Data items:
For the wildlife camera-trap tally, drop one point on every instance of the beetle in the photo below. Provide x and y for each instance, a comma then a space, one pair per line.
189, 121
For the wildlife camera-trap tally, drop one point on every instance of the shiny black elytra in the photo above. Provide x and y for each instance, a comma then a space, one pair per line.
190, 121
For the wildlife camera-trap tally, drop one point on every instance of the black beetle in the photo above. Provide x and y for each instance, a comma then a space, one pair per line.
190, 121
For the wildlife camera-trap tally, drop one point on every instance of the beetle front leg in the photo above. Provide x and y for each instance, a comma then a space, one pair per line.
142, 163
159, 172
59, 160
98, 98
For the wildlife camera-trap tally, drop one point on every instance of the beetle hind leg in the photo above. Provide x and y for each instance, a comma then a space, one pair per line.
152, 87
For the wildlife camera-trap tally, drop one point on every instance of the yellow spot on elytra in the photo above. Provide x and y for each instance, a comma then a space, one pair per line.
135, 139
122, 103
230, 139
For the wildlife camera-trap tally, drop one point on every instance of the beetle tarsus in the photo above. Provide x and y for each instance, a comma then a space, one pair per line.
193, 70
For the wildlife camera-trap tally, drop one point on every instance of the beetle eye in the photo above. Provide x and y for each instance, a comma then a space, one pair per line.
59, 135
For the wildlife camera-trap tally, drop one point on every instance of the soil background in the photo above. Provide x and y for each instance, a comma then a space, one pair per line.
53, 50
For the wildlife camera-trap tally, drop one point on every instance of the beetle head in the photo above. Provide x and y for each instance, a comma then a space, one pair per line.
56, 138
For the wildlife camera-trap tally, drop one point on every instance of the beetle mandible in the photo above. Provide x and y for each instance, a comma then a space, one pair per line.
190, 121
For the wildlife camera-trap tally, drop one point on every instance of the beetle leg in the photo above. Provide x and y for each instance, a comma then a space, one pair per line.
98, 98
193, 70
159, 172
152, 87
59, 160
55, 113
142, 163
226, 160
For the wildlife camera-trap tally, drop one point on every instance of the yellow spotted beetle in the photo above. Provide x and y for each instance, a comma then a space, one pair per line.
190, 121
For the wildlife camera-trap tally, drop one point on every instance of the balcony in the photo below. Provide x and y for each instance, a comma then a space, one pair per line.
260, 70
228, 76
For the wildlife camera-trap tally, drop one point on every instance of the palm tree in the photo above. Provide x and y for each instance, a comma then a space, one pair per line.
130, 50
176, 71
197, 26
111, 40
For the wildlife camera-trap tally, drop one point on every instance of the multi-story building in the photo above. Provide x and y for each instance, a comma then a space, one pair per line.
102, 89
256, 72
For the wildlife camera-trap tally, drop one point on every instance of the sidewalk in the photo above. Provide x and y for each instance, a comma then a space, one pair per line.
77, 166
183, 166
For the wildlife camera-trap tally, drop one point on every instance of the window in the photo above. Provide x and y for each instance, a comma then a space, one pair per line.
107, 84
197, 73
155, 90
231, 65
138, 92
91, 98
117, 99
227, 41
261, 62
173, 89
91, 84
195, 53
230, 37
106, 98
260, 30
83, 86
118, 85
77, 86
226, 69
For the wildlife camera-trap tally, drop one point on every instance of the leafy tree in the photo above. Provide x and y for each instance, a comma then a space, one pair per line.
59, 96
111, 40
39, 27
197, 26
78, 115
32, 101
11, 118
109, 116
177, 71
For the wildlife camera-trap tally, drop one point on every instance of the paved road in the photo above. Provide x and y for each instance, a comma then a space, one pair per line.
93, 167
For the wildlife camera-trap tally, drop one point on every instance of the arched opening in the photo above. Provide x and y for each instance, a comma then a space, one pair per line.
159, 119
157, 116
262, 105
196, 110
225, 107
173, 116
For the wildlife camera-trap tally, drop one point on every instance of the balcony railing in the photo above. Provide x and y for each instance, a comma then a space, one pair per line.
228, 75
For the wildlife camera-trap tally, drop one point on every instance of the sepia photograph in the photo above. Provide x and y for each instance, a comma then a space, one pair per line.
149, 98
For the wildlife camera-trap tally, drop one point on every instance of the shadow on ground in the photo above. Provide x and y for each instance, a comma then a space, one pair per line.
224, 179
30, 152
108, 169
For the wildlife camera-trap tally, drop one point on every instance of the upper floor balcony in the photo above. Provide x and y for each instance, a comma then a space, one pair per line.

■ TASK INSTRUCTIONS
Reproduce every record above verbatim, keeping them in their original order.

■ COMPLETE ANSWER
For the wildlife camera-trap tally, drop one point on every instance of the beetle in the photo below. Provide x and y for each instance, a comma then a space, one pair per line.
189, 121
For the wildlife camera-trap tally, drop one point on every instance of the shiny black elytra in the photo above. Provide x and y for each instance, a comma then a space, one pair per line.
190, 121
For the wildlife camera-trap tally, drop one point on every instance of the black beetle in the photo above. Provide x and y for each instance, a comma then a space, one pair per line.
190, 121
For the wildlife camera-trap tally, drop one point on every instance of the beetle front leg in the photo above. Provide x and y for each instance, a comma then a space, one pair per line.
142, 163
159, 172
59, 160
98, 98
For the wildlife camera-trap tally, drop one point on every instance of the beetle hind leg in the photo above. Provide x and y for each instance, a comma then a space, one pair per line.
152, 87
For the wildlife camera-trap tally, drop one point on every instance of the yellow spot on elytra in the photo above. Provide x and y for each instance, a comma then a space, one pair per line.
135, 139
122, 103
230, 139
For the wildlife camera-trap tally, drop one point on every instance of the beetle tarsus in the photo above. Provide x and y for each instance, a comma then a space, one pair per line.
193, 70
For the wildlife camera-trap tally, drop one point on every instance of the beetle eye in the photo above. Provide x and y for each instance, a comma then a space, one pair per line.
59, 135
For the wildlife camera-trap tally, drop one point on every instance of the soil background in the photo above. Provide x and y for each instance, a comma then a space, one pair per line.
53, 50
For the wildlife camera-trap tally, drop one point on every instance of the beetle head in the photo above. Provide x and y for each instance, a comma then a space, one pair per line.
56, 138
For the wildlife camera-trap tally, drop one point on every instance of the beetle mandible in the photo above. Provide x and y for each instance, a comma then a space, one pair per line.
190, 121
For the wildlife camera-trap tally, drop one point on every instance of the beetle leg in the photo above. Provide x and y for each instance, a comma then a space, one pair per line.
98, 98
193, 70
159, 172
152, 87
59, 160
55, 113
142, 163
226, 160
For the wildlife camera-trap tally, drop one point on every instance of the yellow spotted beetle in the photo above. Provide x and y for each instance, a comma then a space, one pair per line.
190, 121
For the wildlife camera-trap tally, drop one point on every instance of the balcony in the photo below. Provide x and y for each instance, a comma then a space, one pair per line.
260, 70
228, 76
For the wildlife camera-trap tally, drop one point on every instance of the palm tree in the photo above. Provide x and y for each instance, a comma then a space, one pair per line.
130, 50
176, 71
197, 26
111, 40
For the wildlife camera-trap tally, drop one point on every instance of the multi-story building in the photo above. Provide x and y for each instance, a comma then a space, one pair per line.
102, 89
256, 72
For the wildlife camera-trap tally, drop one point on every instance of the sidewalk in the photo above. Provide x and y for each instance, a comma then a space, one pair per line.
77, 166
183, 166
For the wildlife camera-trap tally, drop one point on every instance of the window in the photo above. Provide x and y for each instance, a comma then a space, one pair per line.
107, 84
197, 73
155, 90
231, 65
138, 92
91, 98
117, 99
227, 41
261, 62
173, 89
91, 84
195, 53
230, 37
106, 98
260, 30
83, 86
118, 85
77, 86
226, 69
For the wildlife camera-trap tally, drop one point on every instance of the leafy tree in the photo above. Provide x and y for each instance, a comma then a space, one pair per line.
59, 96
111, 40
39, 27
197, 26
78, 115
32, 101
11, 118
109, 116
177, 71
For the wildlife camera-trap tally, drop one point on every instance of the paved road in the photo above. Provide x and y for each instance, a comma then a space, one pair per line.
93, 167
For the wildlife camera-trap tally, drop one point on every instance of the arched opening in the photo above. Provide x and y for each instance, a comma then a space, one pair per line.
159, 119
157, 116
262, 105
196, 110
225, 107
173, 116
For the wildlife camera-trap tally, drop one point on every instance of the balcony railing in the photo above. Provide x and y for each instance, a comma then a space, one pair per line.
228, 75
For the wildlife camera-trap tally, drop one point on every instance of the sepia photograph in the photo above. Provide x and y for each instance, a comma then a space, one pair per line.
149, 98
For the wildlife camera-trap tally, drop one point on every instance of the shadow on ground in the photo above. Provide x and y for each instance, a comma then a space, one pair per line.
224, 179
30, 152
108, 169
For the wildlife camera-trap tally, drop one point on every instance of the upper floor balcony in the photo above. Provide x and y for each instance, a comma then a space, one pair per line.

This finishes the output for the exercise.